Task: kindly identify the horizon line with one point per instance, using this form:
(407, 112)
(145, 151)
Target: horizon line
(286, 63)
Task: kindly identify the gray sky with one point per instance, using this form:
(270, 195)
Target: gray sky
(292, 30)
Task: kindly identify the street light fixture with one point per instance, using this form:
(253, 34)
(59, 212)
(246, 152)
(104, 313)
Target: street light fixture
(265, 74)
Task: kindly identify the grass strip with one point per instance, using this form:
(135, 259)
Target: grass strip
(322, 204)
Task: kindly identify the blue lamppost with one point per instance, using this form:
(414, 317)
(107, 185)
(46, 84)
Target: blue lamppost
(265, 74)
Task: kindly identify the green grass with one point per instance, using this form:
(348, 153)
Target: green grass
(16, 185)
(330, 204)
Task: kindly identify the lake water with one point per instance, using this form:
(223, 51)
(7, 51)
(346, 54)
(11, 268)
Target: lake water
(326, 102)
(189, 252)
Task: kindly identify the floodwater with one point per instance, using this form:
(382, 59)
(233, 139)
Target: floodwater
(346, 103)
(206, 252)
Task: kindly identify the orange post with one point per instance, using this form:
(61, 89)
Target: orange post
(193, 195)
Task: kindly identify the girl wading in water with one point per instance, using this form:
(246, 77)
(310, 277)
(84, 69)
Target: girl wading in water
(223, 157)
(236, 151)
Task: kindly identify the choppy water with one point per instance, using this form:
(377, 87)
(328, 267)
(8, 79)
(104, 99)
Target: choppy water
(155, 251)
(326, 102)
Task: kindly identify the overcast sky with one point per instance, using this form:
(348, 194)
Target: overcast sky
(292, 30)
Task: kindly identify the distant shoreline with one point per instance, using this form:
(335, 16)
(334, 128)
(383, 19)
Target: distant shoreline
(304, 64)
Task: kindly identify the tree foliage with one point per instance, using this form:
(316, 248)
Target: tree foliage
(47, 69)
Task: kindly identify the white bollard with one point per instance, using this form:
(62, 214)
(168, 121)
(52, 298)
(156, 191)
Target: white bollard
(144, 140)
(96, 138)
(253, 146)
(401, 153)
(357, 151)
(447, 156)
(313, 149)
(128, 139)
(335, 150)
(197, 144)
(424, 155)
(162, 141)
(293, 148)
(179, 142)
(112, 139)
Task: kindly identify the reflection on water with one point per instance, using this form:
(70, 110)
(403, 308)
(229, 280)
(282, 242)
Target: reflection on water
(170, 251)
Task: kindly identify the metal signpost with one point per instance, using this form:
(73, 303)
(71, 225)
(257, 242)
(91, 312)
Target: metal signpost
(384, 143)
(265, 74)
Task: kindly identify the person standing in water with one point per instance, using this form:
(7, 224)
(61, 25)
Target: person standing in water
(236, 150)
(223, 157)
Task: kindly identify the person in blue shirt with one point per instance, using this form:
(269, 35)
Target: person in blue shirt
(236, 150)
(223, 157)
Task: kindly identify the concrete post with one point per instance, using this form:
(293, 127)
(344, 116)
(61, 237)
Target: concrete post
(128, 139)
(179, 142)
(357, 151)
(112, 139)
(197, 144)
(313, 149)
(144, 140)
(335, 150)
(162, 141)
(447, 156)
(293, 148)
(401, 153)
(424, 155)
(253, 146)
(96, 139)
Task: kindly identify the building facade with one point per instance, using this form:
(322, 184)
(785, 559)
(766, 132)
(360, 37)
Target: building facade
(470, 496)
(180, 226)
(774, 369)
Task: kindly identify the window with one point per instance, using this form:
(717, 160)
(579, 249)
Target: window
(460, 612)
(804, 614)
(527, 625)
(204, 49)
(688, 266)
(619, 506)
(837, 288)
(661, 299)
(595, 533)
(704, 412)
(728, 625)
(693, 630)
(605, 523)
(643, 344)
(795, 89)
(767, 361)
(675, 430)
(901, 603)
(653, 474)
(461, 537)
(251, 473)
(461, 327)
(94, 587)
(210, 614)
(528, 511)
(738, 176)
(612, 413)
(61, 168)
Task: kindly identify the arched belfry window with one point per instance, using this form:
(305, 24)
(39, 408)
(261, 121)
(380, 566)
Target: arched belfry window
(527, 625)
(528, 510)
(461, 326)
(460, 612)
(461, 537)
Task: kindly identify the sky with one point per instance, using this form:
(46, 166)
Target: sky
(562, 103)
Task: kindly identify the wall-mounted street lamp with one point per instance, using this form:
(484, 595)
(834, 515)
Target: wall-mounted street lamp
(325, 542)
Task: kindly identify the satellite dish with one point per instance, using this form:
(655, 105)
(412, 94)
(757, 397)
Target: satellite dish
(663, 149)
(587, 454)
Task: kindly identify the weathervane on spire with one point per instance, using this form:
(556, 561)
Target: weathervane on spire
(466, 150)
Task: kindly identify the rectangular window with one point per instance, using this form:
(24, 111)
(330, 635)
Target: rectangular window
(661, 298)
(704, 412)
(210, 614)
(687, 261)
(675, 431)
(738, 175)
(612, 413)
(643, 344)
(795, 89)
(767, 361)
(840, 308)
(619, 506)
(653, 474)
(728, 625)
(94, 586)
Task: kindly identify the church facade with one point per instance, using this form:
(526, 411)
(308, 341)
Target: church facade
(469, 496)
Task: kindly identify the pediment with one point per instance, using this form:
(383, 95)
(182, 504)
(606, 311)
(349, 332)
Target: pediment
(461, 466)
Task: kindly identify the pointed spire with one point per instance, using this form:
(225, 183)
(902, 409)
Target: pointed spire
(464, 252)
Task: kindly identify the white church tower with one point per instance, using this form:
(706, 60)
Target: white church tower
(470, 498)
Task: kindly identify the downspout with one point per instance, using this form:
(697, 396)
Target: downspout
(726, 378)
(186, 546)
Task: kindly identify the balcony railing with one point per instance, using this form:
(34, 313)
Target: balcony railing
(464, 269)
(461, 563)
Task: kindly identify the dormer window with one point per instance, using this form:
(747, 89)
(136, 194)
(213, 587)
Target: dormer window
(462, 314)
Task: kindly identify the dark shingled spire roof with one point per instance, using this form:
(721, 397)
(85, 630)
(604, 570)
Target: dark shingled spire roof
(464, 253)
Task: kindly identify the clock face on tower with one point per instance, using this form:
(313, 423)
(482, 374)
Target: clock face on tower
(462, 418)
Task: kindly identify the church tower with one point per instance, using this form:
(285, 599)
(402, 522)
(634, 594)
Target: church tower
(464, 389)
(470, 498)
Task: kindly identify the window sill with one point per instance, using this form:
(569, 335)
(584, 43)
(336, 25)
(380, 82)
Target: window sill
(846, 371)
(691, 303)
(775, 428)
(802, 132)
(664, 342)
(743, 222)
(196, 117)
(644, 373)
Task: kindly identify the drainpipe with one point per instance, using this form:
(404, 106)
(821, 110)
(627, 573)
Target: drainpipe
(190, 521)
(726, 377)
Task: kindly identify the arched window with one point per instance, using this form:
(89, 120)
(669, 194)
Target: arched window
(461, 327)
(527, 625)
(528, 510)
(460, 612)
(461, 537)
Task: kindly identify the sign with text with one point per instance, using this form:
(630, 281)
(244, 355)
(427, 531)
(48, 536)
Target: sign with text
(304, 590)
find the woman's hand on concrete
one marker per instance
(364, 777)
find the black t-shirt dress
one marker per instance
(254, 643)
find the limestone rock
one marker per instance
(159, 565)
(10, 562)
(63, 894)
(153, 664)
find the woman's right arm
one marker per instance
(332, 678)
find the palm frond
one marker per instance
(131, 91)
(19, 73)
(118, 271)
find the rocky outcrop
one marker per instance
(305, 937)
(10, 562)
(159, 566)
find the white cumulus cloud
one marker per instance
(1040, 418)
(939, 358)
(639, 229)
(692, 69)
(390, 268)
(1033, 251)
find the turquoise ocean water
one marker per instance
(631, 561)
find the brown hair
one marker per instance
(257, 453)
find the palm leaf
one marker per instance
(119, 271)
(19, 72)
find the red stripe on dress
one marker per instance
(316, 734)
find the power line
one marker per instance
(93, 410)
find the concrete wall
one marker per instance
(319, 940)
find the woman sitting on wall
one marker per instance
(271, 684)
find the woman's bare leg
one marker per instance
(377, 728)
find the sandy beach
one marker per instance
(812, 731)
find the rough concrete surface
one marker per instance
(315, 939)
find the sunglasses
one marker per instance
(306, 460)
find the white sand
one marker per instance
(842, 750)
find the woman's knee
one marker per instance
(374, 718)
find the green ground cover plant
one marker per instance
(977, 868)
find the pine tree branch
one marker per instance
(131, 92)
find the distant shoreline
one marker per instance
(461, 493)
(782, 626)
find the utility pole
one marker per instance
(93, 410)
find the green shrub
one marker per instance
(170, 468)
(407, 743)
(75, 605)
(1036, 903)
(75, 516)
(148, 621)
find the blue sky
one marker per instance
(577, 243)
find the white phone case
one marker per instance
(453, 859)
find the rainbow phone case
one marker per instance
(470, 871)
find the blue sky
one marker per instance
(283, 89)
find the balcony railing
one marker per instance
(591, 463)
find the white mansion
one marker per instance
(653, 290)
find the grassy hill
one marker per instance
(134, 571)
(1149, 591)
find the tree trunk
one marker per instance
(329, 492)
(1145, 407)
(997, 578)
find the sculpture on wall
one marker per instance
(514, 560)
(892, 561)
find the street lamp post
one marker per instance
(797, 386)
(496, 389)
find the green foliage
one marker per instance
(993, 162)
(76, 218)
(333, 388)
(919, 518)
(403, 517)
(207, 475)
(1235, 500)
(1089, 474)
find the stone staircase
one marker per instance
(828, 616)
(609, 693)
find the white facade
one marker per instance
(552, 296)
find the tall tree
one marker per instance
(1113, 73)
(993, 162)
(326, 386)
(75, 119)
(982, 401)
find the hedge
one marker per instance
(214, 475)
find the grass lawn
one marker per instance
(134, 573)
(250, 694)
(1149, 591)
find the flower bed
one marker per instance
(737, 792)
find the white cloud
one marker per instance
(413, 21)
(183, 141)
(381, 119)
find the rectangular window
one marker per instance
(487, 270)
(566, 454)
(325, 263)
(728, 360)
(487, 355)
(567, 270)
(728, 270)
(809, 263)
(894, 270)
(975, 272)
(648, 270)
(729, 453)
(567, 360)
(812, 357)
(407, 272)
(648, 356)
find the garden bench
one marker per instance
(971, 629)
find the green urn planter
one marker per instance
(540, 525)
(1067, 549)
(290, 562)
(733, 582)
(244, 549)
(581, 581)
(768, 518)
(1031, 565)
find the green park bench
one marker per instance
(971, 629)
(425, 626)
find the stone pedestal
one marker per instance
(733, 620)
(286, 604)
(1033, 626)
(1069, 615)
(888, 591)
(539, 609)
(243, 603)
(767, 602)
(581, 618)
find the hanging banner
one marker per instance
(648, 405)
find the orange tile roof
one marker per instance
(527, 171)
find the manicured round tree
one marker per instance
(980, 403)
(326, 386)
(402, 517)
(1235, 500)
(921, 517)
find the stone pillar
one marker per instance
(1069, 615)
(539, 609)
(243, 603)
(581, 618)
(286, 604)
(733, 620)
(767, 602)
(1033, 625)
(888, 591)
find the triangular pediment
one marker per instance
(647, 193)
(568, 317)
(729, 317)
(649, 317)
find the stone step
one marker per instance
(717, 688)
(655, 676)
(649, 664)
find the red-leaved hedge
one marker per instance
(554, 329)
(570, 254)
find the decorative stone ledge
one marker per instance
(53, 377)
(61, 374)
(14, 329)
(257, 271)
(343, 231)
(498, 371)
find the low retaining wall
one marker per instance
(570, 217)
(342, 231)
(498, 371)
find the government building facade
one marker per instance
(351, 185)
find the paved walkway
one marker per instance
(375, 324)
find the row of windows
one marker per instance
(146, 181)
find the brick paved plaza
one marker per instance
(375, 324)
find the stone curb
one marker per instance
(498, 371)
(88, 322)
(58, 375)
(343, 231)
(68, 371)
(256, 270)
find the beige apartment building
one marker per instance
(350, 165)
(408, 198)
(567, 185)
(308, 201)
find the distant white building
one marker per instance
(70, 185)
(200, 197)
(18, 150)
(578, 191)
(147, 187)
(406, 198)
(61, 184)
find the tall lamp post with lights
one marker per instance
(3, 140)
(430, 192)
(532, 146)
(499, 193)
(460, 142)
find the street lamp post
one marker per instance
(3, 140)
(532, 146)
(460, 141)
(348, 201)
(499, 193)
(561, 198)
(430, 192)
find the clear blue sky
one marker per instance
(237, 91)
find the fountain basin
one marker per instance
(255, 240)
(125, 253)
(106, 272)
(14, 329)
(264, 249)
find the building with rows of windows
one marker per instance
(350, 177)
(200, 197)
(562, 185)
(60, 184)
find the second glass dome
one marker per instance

----

→ **Task details**: Starting at the line in the records above that contains "find the decorative stone ledge", output every line up to and including the last one, with nothing added.

→ **Solution for this task**:
find the decorative stone ledge
one marker per instance
(53, 377)
(61, 374)
(14, 329)
(257, 271)
(343, 231)
(498, 371)
find the low retaining wall
one marker per instance
(570, 217)
(342, 231)
(498, 371)
find the government building facade
one marker per instance
(351, 185)
find the paved walkway
one marker per instance
(375, 324)
find the row of windows
one marker per instance
(146, 181)
find the brick paved plaza
one marker per instance
(375, 324)
find the stone curb
one marker per instance
(498, 371)
(88, 322)
(58, 375)
(343, 231)
(68, 371)
(256, 270)
find the beige apartment building
one marker per instance
(350, 165)
(408, 198)
(567, 185)
(308, 201)
find the distant white building
one marker per instance
(70, 185)
(200, 197)
(18, 150)
(578, 191)
(147, 187)
(406, 198)
(61, 184)
find the tall lamp post with lights
one marker per instance
(3, 140)
(430, 192)
(532, 146)
(499, 193)
(460, 142)
find the street lamp post
one marker per instance
(3, 140)
(532, 146)
(460, 141)
(348, 201)
(499, 193)
(561, 198)
(430, 192)
find the clear blue sky
one marker per instance
(237, 91)
find the fountain basin
one marker per instance
(255, 240)
(125, 253)
(106, 272)
(14, 329)
(264, 249)
find the building with rows of windows
one marker per instance
(350, 177)
(200, 197)
(562, 185)
(60, 184)
find the second glass dome
one marker per instance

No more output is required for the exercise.